Text passage
# # # #
# Need to buy a GOOD small gun safe/lock box????



## bobiam (Feb 5, 2014)

For 3 handguns, I want to buy safe or secure box for gun storage at home. No children here. Just don't want to arrive home and learn that the burglar already has armed himself with MY guns. 

Independent reviews have shown that anything under $300 can be opened with a penknife and paperclip in a min or so. I'm new to handguns....puzzled by this.

What works for you????


----------



## paratrooper (Feb 1, 2012)

I've seen some relatively small safes at Harbor Freight for under $300.00

Costco also sells safes of different sizes at reasonable prices. If you buy something too small / light-weight, you're gonna need to bolt it down to something, to insure it stays there. 

Do your research. There's plenty out there in your price range.


----------



## bobiam (Feb 5, 2014)

This video is what scares me. Worth watching.... Most of the people that review items on YouTube etc and merely presenting the item, not testing or rating it based on knowledge, but this guy is good!!!
DETAILED ANALYZE OF STACK-ON GUN SAFES BY SECURITY LABS.wmv - YouTube


----------



## Dignan (Jan 17, 2014)

Hi,

I just bought a Fort Knox Original Pistol Safe for $176 shipped from AG English. Far and away the best bang for the buck. 10 ga steel, Kaba Simplex lock....sure any safe can be cracked but the trick is keeping the smash and dash or typical burglar out of it. There is no easy quick way into this pistol safe

Large enough for 4 1911's and some rounds. Made in USA. 

HTH


----------



## bobiam (Feb 5, 2014)

Dignan said:


> Hi,
> 
> I just bought a Fort Knox Original Pistol Safe for $176 shipped from AG English. Far and away the best bang for the buck. 10 ga steel, Kaba Simplex lock....sure any safe can be cracked but the trick is keeping the smash and dash or typical burglar out of it. There is no easy quick way into this pistol safe
> 
> ...


Thanks.... I did a little research and although I cannot endorse the box or lock it does appear to be better than the rest. Check out GUN SAFES "THE TRUTH" weaponseducation - YouTube . At the 22 min mark the vid starts talking about this product. I might be buying one of these.


----------



## PCSOguy (Jan 11, 2014)

If you live close to a Bass Pro Shops or Cabelas I'd look there. The Bass Pro that's close to me has some good lock-box style safes. Also you could look on Amazon, but just be sure to read up on the seller to make sure that they are legit. That's where I've been looking because I'm in the same boat you are.


----------
# # # #
Extracted records
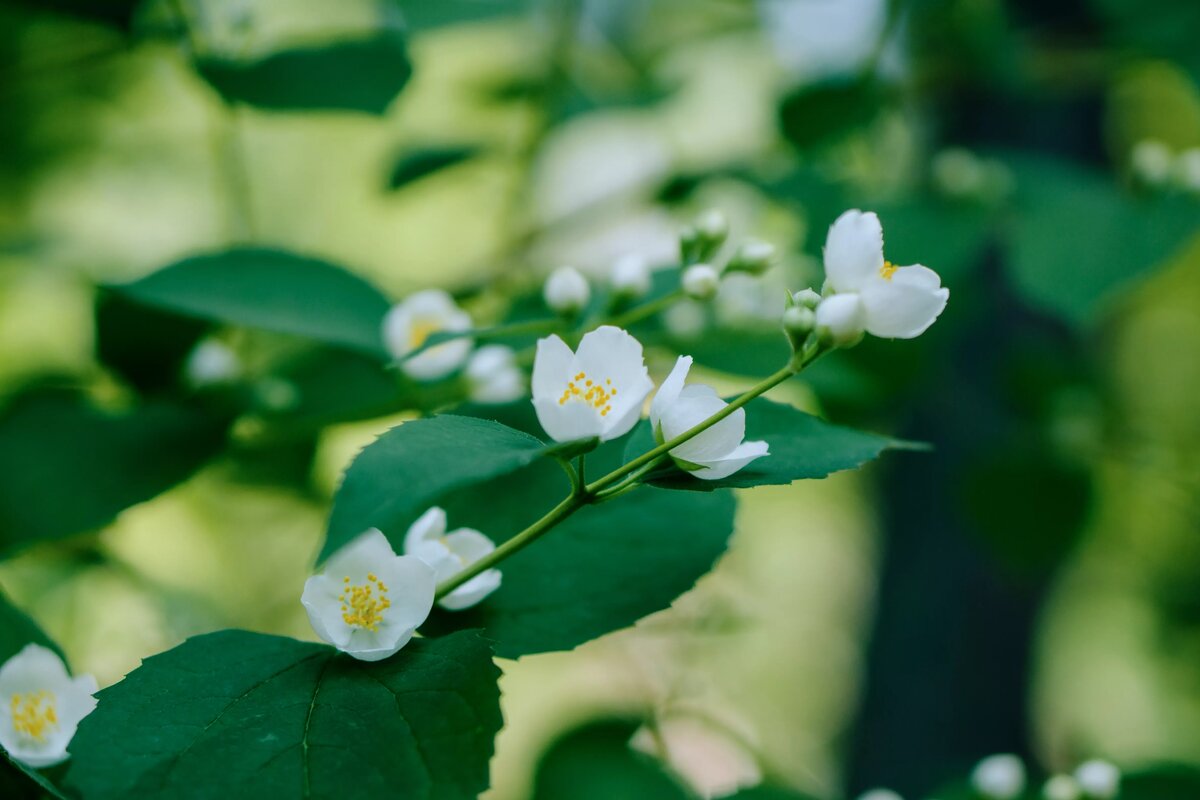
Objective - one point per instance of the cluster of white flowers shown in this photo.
(41, 705)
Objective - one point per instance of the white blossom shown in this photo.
(41, 707)
(370, 601)
(450, 554)
(567, 292)
(898, 301)
(493, 377)
(715, 452)
(595, 391)
(412, 322)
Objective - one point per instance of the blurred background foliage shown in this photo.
(1029, 587)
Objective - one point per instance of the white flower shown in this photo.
(211, 362)
(630, 276)
(567, 290)
(413, 320)
(898, 301)
(1099, 780)
(597, 391)
(700, 281)
(1061, 787)
(999, 777)
(493, 376)
(41, 707)
(450, 554)
(370, 601)
(713, 453)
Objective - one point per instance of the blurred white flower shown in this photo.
(1099, 780)
(567, 292)
(450, 554)
(898, 301)
(41, 707)
(999, 777)
(413, 320)
(597, 391)
(211, 362)
(493, 377)
(713, 453)
(700, 281)
(370, 601)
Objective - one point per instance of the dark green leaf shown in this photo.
(273, 290)
(357, 76)
(244, 715)
(70, 467)
(403, 471)
(423, 163)
(802, 446)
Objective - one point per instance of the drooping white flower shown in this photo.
(450, 554)
(370, 601)
(700, 281)
(1099, 780)
(595, 391)
(630, 276)
(567, 292)
(999, 777)
(493, 377)
(898, 301)
(713, 453)
(41, 707)
(413, 320)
# # # #
Goal 1
Which stores or sellers does the gun safe thread above name as places to buy or look for a safe? Give all of them.
Goal 2
Can you update the gun safe thread by writing out its passage again, beginning at the words "Costco also sells" and stopping after "your price range.", with "reasonable prices" changed to "fair prices"?

Written response 1
Harbor Freight, Costco, AG English, Bass Pro Shops, Cabelas, Amazon

Written response 2
Costco also sells safes of different sizes at fair prices. If you buy something too small / light-weight, you're gonna need to bolt it down to something, to insure it stays there. 

Do your research. There's plenty out there in your price range.